++++ INFORMATION SHOWN ++++
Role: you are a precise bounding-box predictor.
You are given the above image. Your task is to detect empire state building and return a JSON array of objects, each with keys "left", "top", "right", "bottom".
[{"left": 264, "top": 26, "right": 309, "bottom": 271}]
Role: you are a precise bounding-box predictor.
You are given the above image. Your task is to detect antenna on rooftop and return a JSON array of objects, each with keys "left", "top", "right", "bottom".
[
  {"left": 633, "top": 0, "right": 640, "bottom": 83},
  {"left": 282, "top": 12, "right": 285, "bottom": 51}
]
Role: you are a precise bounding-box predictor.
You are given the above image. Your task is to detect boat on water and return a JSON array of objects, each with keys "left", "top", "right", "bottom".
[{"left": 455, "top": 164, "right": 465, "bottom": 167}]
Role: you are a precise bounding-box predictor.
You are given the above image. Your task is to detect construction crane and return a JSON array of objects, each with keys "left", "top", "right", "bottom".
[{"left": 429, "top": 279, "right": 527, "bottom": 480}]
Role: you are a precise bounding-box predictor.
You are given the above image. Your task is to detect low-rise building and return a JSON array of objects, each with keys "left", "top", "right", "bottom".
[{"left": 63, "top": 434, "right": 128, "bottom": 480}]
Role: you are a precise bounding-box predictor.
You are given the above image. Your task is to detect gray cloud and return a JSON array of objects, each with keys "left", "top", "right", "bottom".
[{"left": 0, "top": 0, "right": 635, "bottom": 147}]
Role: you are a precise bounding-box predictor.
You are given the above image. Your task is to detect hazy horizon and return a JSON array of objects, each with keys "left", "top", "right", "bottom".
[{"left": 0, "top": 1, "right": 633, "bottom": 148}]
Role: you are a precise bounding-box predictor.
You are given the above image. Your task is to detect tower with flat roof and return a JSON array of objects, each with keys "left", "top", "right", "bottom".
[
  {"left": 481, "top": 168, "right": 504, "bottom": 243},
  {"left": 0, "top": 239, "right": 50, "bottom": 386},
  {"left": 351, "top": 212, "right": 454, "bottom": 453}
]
++++
» **PROBLEM DESCRIPTION**
Give the data back exactly as it stands.

» **RESULT OF THIS EXERCISE**
Role: you are a precise bounding-box predictor.
You are given the above image. Your task is to detect empire state building and return a JSON array of objects, each with keys "left", "top", "right", "bottom".
[{"left": 264, "top": 26, "right": 309, "bottom": 271}]
Role: you are a precise bounding-box predictor.
You are given the above image. Your task is to detect antenna on rooftop and return a JSON array of objects, each with keys "left", "top", "right", "bottom".
[
  {"left": 633, "top": 0, "right": 640, "bottom": 83},
  {"left": 282, "top": 12, "right": 285, "bottom": 51}
]
Role: you are a precise bounding-box predictor.
You are given the above image. Your task is to detect boat on water and return a JSON array of objects, each with keys "left", "top", "right", "bottom".
[{"left": 455, "top": 164, "right": 465, "bottom": 167}]
Role: you are a precise bounding-box predictor.
You are given the above image. Your task is to detect construction crane and return a JSON array of objects, each with keys "left", "top", "right", "bottom".
[{"left": 429, "top": 279, "right": 527, "bottom": 480}]
Role: you are a precise bounding-box predictor.
You are given the above image. Your task is to detect low-rise building and return a JSON array of objects, each with keys "left", "top", "right", "bottom".
[{"left": 63, "top": 434, "right": 128, "bottom": 480}]
Role: you are a precise bounding-box predictor.
You are given the above image. Your task is to detect gray cloud and return a JSON array of objects, each with keys "left", "top", "right", "bottom".
[{"left": 0, "top": 0, "right": 635, "bottom": 147}]
Role: you are a precise bounding-box predictor.
You are given the above image. Your task is to detect hazy horizon and return a JSON array of objects, each with keys "left", "top", "right", "bottom".
[{"left": 0, "top": 1, "right": 633, "bottom": 148}]
Role: you are a precise bounding-box predictor.
You are given the above image. Your task is to detect tower with flat roof and return a JSON array of objects, each with keys "left", "top", "right", "bottom".
[
  {"left": 481, "top": 168, "right": 504, "bottom": 243},
  {"left": 0, "top": 239, "right": 50, "bottom": 386},
  {"left": 351, "top": 212, "right": 454, "bottom": 453}
]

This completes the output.